Text segment.
Coronavirus-related risks and US fiscal stimulus uncertainty could lift the prices in the longer-run 

Investors continue to take profit in the gold market following a massive rally seen March to August, starting Monday trading on the back foot after strong losses last week. Gold has already retraced over 10% from its all-time high of $ 2,075 observed in August and looks poised for further decline, at least in the short term. 

The short-term outlook for the precious metal hinges on the greenback, especially ahead of the first US presidential election debate on Tuesday. Friday’s US non-farm payroll report could also affect USD dynamics this week. 

Today, gold prices have touched the 100-daily moving average for the first time since April. This MA that arrives marginally below the $1,850 area, and a break below it could trigger a more aggressive downside correction within a longer-term bullish trend. If so, the initial bearish target could be expected at $1,815. Once below, the market focus will shift to the $1,800 handle. 

As global stocks are on the offensive on Monday, being fueled by a rise in the industrial profits in China for the fourth straight month, the yellow metal will likely stay under some pressure in the short term. In a wider picture, however, the bullion could attract demand at lower levels and regain its bullish impetus amid the persisting political, economic, and geopolitical uncertainty globally.

List of tasks.
a: Reproduce the passage of the gold market commentary starting at "Coronavirus-related risks and" and ending at "least in the short term.".
b: Pick up the gold market commentary after its final sentence and continue it.

Extracted material.
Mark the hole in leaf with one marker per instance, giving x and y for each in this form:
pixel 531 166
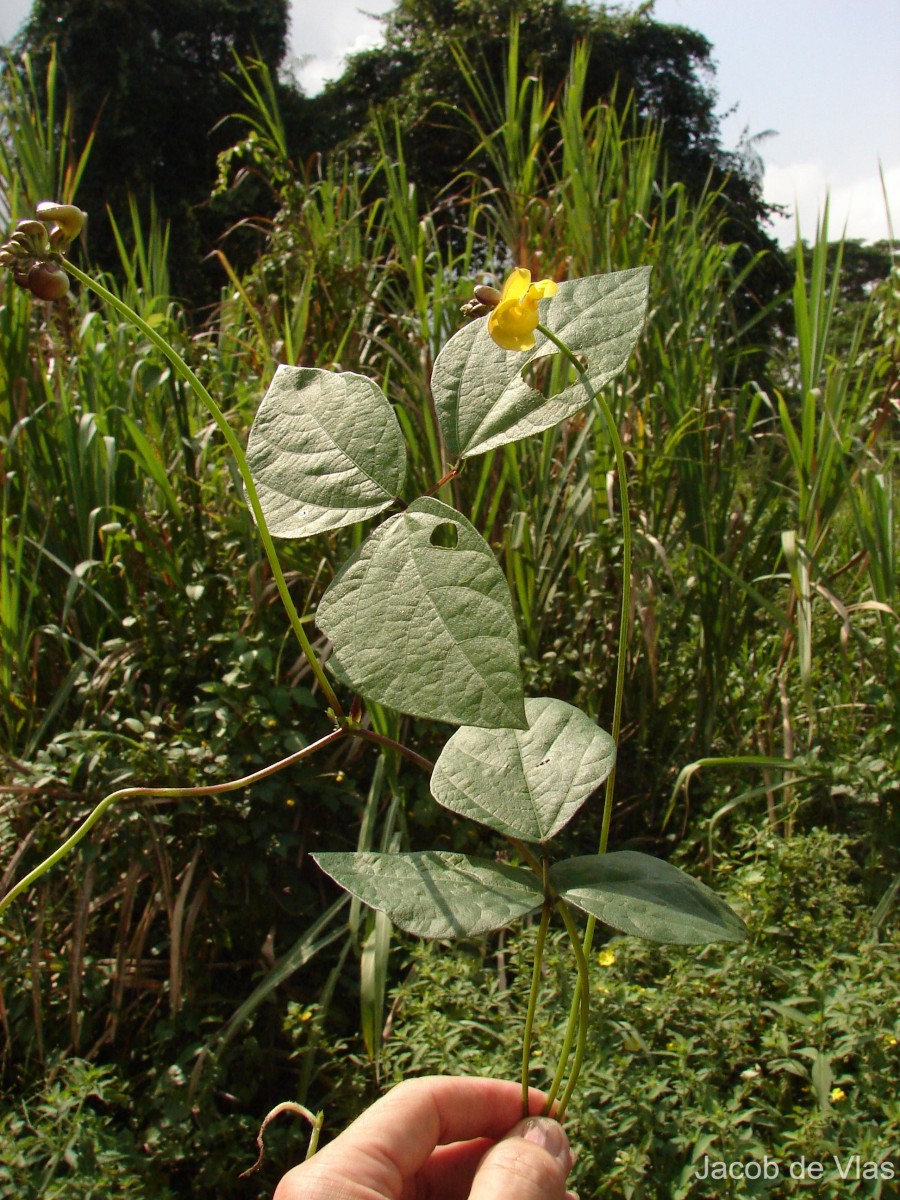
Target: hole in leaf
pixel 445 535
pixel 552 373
---
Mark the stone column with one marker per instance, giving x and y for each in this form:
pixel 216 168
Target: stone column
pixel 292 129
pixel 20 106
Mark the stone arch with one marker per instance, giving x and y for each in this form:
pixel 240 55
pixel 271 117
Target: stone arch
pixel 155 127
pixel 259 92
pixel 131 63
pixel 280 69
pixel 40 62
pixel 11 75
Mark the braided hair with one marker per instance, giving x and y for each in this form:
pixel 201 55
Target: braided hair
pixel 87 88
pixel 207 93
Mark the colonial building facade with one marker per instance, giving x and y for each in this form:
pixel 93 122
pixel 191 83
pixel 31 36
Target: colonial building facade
* * *
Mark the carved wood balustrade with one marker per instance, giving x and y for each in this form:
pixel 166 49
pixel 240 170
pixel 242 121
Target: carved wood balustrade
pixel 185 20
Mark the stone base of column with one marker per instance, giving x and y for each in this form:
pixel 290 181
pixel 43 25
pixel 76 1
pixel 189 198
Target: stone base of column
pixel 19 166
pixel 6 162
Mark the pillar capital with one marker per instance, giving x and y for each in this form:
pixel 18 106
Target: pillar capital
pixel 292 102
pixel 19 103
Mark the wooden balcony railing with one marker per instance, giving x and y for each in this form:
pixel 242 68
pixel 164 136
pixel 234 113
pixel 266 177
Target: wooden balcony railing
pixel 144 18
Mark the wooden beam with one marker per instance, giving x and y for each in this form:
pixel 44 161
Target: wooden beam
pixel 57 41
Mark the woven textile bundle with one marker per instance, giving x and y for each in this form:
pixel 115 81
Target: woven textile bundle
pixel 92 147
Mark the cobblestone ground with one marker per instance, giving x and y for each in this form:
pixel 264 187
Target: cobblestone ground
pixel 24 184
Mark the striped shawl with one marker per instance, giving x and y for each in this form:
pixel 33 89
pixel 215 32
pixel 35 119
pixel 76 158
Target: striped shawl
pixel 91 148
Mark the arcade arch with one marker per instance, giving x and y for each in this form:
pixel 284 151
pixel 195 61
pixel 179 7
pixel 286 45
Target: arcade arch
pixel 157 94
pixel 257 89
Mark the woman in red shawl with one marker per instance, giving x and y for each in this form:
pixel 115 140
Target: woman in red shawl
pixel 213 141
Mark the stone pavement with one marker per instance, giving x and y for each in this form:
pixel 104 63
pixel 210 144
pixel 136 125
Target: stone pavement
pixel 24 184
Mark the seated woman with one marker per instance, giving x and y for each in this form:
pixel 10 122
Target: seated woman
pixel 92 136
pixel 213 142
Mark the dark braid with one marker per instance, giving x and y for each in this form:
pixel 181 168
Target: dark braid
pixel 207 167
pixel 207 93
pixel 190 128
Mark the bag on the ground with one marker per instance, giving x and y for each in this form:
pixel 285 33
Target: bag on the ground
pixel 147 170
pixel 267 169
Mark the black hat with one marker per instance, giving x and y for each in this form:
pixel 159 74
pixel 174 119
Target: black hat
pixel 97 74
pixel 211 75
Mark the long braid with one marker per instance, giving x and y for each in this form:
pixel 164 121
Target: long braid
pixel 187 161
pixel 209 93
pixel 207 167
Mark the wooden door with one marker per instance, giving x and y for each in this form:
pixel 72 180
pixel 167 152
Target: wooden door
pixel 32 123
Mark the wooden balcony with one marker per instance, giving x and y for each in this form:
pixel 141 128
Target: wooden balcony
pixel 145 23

Responses to the tasks.
a:
Coronavirus-related risks and US fiscal stimulus uncertainty could lift the prices in the longer-run 

Investors continue to take profit in the gold market following a massive rally seen March to August, starting Monday trading on the back foot after strong losses last week. Gold has already retraced over 10% from its all-time high of $ 2,075 observed in August and looks poised for further decline, at least in the short term.

b:
Coronavirus-related risks and US fiscal stimulus uncertainty could also lift the prices, especially if the greenback comes back under pressure after the recent surge. Of note, the global death toll from coronavirus exceeds one million on Sunday, with cases rising further in many countries including India where the total number of cases crossed a 6-million mark during the weekend.  

In recent trading, the metal managed to trim intraday losses, buoyed in part by a weaker dollar that is losing ground versus major counterparts on Monday. If the USD pressure intensifies any time soon, the precious metal could stay above the mentioned crucial moving average and even stage a bounce from the current levels.